Crítica | Harry Potter e a Pedra Filosofal
O primeiro filme da saga “Harry Potter” sempre será uma lembrança mágica.
Lembro não apenas de ter assistido nos cinemas com minha mãe, mas também de minha prima me contando sobre a história. Minha mãe havia perguntado se era um filme apropriado para crianças, enquanto ela respondeu que tinha algumas coisas assustadoras, como um cachorro de três cabeças (entre outras que enumerou). Dentre as cenas, aquela onde o espírito de Voldemort atravessa o corpo de Harry é a única que me lembro realmente da sensação que tive quando a assisti pela primeira vez, cobrindo o rosto de medo.
Desde então, foram incontáveis revisitas: em VHS, DVD, online, maratonas periódicas, etc. Mas, dificilmente, eu era capaz de separar o apreço que sinto não só pelo filme, mas pela saga em si, do meu olhar imparcial. Portanto, decidi maratonar todos os filmes, com olhos mais treinados, tentando ao máximo ler o que está na tela sem deixar que a nostalgia me leve pelas cenas e falas que sei de cor, e com o objetivo de descobrir o porquê de terem me marcado tanto e o porquê de parecerem mais relevantes do que nunca agora, em 2020.
O resultado vocês leem a seguir.
As críticas dos outros filmes podem ser lidas aqui: A Câmara Secreta, O Prisioneiro de Azkaban, O Cálice de Fogo, A Ordem da Fênix, O Enigma do Príncipe, As Relíquias da Morte: Parte 1, As Relíquias da Morte: Parte 2.
O que diferencia toda a saga inspirada nos livros de J.K. Rowling de tantas outras que vieram depois é o quão real o mundo bruxo soa desde “A Pedra Filosofal”.
Já imensamente popular ao redor do mundo, a tarefa de adaptar o primeiro livro da saga para os cinemas se tornou ainda mais complicada devido ao momento em que decidiram fazer isso. Naquele mesmo 2001, uma outra adaptação ainda mais esperada seria lançada um mês após o filme de Cris Columbus conquistar quase um bilhão de dólares nas bilheterias - algo que, na época, era quase impensável e o colocou como a segunda maior da história, atrás de “Titanic”. E, talvez o primeiro grande feito de magia de “Harry Potter” seja justamente que “A Sociedade do Anel” lucraria menos.
E embora na época já fosse possível traçar um paralelo entre os dois, que se afunilaria conforme a obra de Rowling demonstrasse influências claras dos livros de J.R.R. Tolkien, olhando para trás chega a ser curioso que nenhum filme de super-herói estava entre os mais populares. Horas, particularmente, não sou apreciador do saudosismo, mas é impossível negar que aquele 2001 foi infinitamente mais fantástico para o cinema blockbuster do que as décadas seguintes.

^^^^^^^^^^^^^^^^

EXERCÍCIO PROPOSTO 1 –
Segundo a crítica de "Harry Potter e a Pedra Filosofal", qual filme estava à frente dele como maior bilheteria da história na época?
EXERCÍCIO PROPOSTO 2 –
Retome a crítica de "Harry Potter e a Pedra Filosofal" a partir da última frase apresentada.

DADOS REGISTRADOS –
^^^^^^^^^^^^^^^^

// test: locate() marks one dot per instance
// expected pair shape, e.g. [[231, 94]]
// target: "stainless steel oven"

^^^^^^^^^^^^^^^^

RESPOSTA ESCRITA 1 –
"Titanic".

RESPOSTA ESCRITA 2 –
Mas, e comparando os filmes pela última vez para os fãs que batem o pé quanto a isso, “Harry Potter” não é melhor do que “Senhor dos Anéis” e ambos os primeiros filmes das respectivas sagas mostram um dos motivos. Enquanto a trilogia de Tolkien é, narrativamente, focada em um único objetivo, os livros de Rowling retratam, além de e tão importante quanto sua trama, longos períodos de tempo na vida dos personagens, algo muito mais complexo e difícil de dosar no cinema e que acarreta o maior problema que este filme apresenta, o qual comento mais abaixo.
Se mostrando consideravelmente fiel ao livro - seria impossível incluir tudo em um filme de menos de quatro horas (que eu adoraria assistir) -, o roteiro de Kloves chega a ser brilhante ao apresentar a variedade de grandes momentos escritos por Rowling. Da primeira vez que Harry voa na vassoura até seu primeiro jogo de Quadribol, da intensa partida de xadrez bruxo até o confronto final com Voldemort, todos são dotados do peso necessário para que não apenas nos importemos, mas sintamos as muitas emoções que o próprio Harry sente - a trilha sonora de John Williams, é claro, é essencial em amplificar a atmosfera proposta por estes momentos, triunfando ao criar um tema central mais do que icônico para o personagem e para a série.
Porém, é visível como Columbus não soube conectar estes muitos acontecimentos com fluidez, tornando a narrativa episódica. Harry faz isso, então faz aquilo, e então faz mais aquilo. As próprias transições de estações são feitas sem qualquer cuidado, exceto por uma passagem do inverno à primavera que é visualmente bela, mas que Alfonso Cuarón faria melhor dois filmes depois. Isso poderia ser uma adaga contra o filme caso cada uma das cenas, por menores que sejam, não fossem interessantes por si mesmas e aqui constato meu maior prazer ao rever qualquer filme de Harry Potter, e também minha principal crítica: não há nada de mais satisfatório do que ver Harry, Rony e Hermione andando pelo castelo, assistindo as aulas, conversando como adolescentes normais, pois, naquele mundo mágico, é isso que são e, por isso, todos nos apaixonamos pela série. E por que isso se torna uma crítica? Por que sinto que vemos pouco disso.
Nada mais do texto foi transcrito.